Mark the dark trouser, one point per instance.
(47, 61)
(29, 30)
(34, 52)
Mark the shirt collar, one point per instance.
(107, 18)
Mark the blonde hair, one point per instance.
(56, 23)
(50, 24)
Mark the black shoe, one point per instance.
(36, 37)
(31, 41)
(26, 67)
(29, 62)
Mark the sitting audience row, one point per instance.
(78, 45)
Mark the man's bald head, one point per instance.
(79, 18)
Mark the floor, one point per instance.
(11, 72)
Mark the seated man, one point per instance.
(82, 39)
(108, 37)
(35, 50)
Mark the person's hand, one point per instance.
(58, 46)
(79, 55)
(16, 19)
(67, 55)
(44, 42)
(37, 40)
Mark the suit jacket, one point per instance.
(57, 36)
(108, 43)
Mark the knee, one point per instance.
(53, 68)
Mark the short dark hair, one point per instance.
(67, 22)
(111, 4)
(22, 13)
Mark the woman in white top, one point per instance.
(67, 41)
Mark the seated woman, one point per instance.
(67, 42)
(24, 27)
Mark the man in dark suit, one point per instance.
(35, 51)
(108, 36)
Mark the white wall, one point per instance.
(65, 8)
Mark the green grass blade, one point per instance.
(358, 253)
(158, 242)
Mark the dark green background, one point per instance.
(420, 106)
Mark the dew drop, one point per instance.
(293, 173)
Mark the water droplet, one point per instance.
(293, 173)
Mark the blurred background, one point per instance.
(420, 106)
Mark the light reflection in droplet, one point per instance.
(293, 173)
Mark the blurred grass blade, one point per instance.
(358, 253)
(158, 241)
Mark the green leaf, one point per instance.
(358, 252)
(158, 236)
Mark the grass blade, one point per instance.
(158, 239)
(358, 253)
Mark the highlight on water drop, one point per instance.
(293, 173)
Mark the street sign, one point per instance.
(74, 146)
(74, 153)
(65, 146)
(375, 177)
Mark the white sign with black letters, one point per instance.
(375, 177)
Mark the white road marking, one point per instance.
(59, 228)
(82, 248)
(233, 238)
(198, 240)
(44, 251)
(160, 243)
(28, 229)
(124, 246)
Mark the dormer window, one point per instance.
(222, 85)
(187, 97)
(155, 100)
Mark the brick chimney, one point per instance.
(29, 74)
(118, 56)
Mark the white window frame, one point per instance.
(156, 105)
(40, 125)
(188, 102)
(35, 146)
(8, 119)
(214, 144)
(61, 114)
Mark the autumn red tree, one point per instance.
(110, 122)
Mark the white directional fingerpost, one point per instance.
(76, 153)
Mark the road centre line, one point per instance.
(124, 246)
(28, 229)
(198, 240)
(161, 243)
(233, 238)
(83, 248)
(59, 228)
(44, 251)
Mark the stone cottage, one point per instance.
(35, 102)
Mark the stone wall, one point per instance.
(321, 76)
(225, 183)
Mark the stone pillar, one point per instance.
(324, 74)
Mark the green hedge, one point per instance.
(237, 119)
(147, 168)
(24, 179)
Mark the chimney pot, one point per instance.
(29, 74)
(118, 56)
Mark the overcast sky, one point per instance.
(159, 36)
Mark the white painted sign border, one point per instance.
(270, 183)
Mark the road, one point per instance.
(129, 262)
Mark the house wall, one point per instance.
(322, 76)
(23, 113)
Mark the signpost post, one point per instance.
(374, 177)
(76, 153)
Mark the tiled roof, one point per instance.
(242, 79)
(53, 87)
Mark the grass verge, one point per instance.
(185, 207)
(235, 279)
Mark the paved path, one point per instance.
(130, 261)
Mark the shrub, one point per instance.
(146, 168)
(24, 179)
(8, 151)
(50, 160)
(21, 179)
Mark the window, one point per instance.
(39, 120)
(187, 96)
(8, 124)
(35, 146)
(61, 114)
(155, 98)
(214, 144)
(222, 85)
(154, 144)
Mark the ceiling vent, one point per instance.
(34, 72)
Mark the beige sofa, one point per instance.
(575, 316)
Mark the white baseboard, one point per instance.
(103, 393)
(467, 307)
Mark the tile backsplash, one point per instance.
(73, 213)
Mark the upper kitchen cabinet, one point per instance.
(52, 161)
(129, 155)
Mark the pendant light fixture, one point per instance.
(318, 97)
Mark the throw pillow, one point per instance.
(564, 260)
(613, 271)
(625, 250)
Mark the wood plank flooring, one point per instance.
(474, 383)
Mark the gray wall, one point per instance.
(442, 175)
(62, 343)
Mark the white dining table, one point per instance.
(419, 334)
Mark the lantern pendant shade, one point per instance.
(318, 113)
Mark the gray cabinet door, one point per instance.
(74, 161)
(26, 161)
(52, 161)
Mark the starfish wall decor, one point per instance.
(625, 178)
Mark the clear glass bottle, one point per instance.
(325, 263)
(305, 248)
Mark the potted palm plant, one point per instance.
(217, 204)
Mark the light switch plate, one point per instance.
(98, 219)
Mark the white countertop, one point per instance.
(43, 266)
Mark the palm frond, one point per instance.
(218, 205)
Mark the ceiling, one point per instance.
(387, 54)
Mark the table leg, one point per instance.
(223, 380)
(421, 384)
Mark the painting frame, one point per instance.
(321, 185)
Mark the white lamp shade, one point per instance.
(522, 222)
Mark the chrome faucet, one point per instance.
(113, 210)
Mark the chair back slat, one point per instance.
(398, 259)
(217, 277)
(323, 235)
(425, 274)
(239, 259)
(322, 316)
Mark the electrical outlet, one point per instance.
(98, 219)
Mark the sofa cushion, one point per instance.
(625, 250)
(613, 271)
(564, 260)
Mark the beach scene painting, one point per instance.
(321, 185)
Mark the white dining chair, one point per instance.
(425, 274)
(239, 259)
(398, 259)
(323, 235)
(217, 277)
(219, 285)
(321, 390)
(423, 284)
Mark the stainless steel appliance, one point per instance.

* _PROBLEM TO WORK ON_: Copy every one of the records above, line for line, without changing anything.

* _TASK OUTPUT_:
Mark the dark trouser, one point per instance.
(47, 61)
(29, 30)
(34, 52)
Mark the shirt collar, one point per instance.
(107, 18)
Mark the blonde hair, one point per instance.
(56, 23)
(50, 24)
Mark the black shoe, one point per instance.
(36, 37)
(31, 41)
(26, 67)
(29, 62)
Mark the sitting audience row, one point per instance.
(78, 45)
Mark the man's bald head, one point per instance.
(79, 18)
Mark the floor, one point per instance.
(11, 72)
Mark the seated man, one point per instance.
(82, 39)
(108, 37)
(35, 50)
Mark the person's hand, one point per instance.
(58, 46)
(79, 55)
(16, 19)
(67, 55)
(44, 42)
(37, 40)
Mark the suit jacket, one point per instance.
(57, 36)
(108, 43)
Mark the knee, one point per instance.
(53, 68)
Mark the short dark hair, one point per instance.
(67, 22)
(111, 4)
(22, 13)
Mark the woman in white top, one point per instance.
(67, 41)
Mark the seated woman, one point per instance.
(67, 42)
(24, 27)
Mark the man in dark suit, one point per instance.
(35, 51)
(108, 36)
Mark the white wall, one point per instance.
(65, 8)
Mark the green grass blade, one point per instance.
(358, 253)
(158, 242)
Mark the dark green background, one point per instance.
(420, 106)
Mark the dew drop, one point per instance.
(293, 173)
Mark the water droplet, one point per instance.
(293, 173)
Mark the blurred background, one point per instance.
(420, 106)
Mark the light reflection in droplet, one point per instance.
(293, 173)
Mark the blurred grass blade, one point per instance.
(358, 253)
(158, 241)
Mark the green leaf, one point per instance.
(358, 252)
(158, 236)
Mark the grass blade, one point per instance.
(158, 239)
(358, 253)
Mark the highlight on water drop, one point per instance.
(293, 173)
Mark the street sign, one point per instance.
(74, 146)
(74, 153)
(65, 146)
(375, 177)
Mark the white sign with black letters, one point per instance.
(375, 177)
Mark the white road marking, one point per instance.
(59, 228)
(82, 248)
(233, 238)
(198, 240)
(44, 251)
(160, 243)
(28, 229)
(124, 246)
Mark the dormer window, one point per instance.
(222, 85)
(187, 97)
(155, 100)
Mark the brick chimney, one point per instance.
(29, 74)
(118, 56)
Mark the white window frame, one point per instance.
(156, 105)
(40, 125)
(188, 102)
(35, 146)
(8, 119)
(214, 144)
(61, 114)
Mark the autumn red tree, one point per instance.
(110, 122)
Mark the white directional fingerpost, one point per instance.
(76, 153)
Mark the road centre line, one point per instance.
(124, 246)
(28, 229)
(198, 240)
(161, 243)
(233, 238)
(83, 248)
(59, 228)
(44, 251)
Mark the stone cottage, one point per instance.
(35, 102)
Mark the stone wall, one point per instance.
(321, 76)
(225, 183)
Mark the stone pillar, one point per instance.
(324, 74)
Mark the green hedge, one point per instance.
(237, 119)
(147, 168)
(24, 179)
Mark the chimney pot, one point per instance.
(29, 74)
(118, 56)
Mark the overcast sky, one point per instance.
(159, 36)
Mark the white painted sign border, one point per instance.
(270, 183)
Mark the road, one point per instance.
(129, 262)
Mark the house wall, one point per instance.
(322, 76)
(23, 113)
Mark the signpost post, one point per instance.
(374, 177)
(76, 153)
Mark the tiled roof, one point per instance.
(242, 79)
(53, 87)
Mark the grass verge, one point per instance.
(185, 207)
(235, 279)
Mark the paved path, one point per instance.
(130, 261)
Mark the shrub, one point per instance.
(146, 168)
(24, 179)
(8, 151)
(50, 160)
(21, 179)
Mark the window, one point per instance.
(39, 120)
(187, 96)
(8, 124)
(35, 146)
(61, 114)
(155, 98)
(214, 144)
(222, 85)
(154, 144)
Mark the ceiling vent, one point per instance.
(34, 72)
Mark the beige sofa, one point per instance.
(575, 316)
Mark the white baseboard, one point per instance.
(103, 393)
(467, 307)
Mark the tile backsplash, one point per instance.
(73, 213)
Mark the upper kitchen cabinet, one point per instance.
(52, 161)
(129, 155)
Mark the pendant light fixture, one point per instance.
(318, 97)
Mark the throw pillow, one point per instance.
(564, 260)
(613, 271)
(625, 250)
Mark the wood plank flooring, one point per instance.
(474, 383)
Mark the gray wall, one point per instance.
(442, 175)
(62, 343)
Mark the white dining table, one point per instance.
(419, 334)
Mark the lantern pendant shade, one point per instance.
(318, 113)
Mark the gray cabinet door, one point per instance.
(74, 161)
(26, 161)
(52, 161)
Mark the starfish wall decor, one point per instance.
(625, 178)
Mark the clear glass bottle, one point per instance.
(325, 263)
(305, 248)
Mark the potted palm plant, one point per instance.
(217, 204)
Mark the light switch plate, one point per instance.
(98, 219)
Mark the white countertop, one point per instance.
(43, 266)
Mark the palm frond, one point per instance.
(218, 205)
Mark the ceiling, one point per instance.
(387, 54)
Mark the table leg, one point per instance.
(223, 380)
(421, 384)
Mark the painting frame, one point per instance.
(321, 185)
Mark the white lamp shade, one point per instance.
(522, 222)
Mark the chrome faucet, one point per instance.
(113, 210)
Mark the chair back slat, one point per instance.
(398, 259)
(217, 277)
(323, 235)
(425, 274)
(239, 259)
(322, 316)
Mark the electrical outlet, one point per instance.
(98, 219)
Mark the sofa cushion, one point per instance.
(625, 250)
(613, 271)
(564, 260)
Mark the beach scene painting, one point per instance.
(321, 185)
Mark the white dining chair, one point per instance.
(425, 274)
(239, 259)
(398, 259)
(323, 235)
(217, 277)
(219, 285)
(321, 390)
(423, 284)
Mark the stainless steel appliance, one point per instance.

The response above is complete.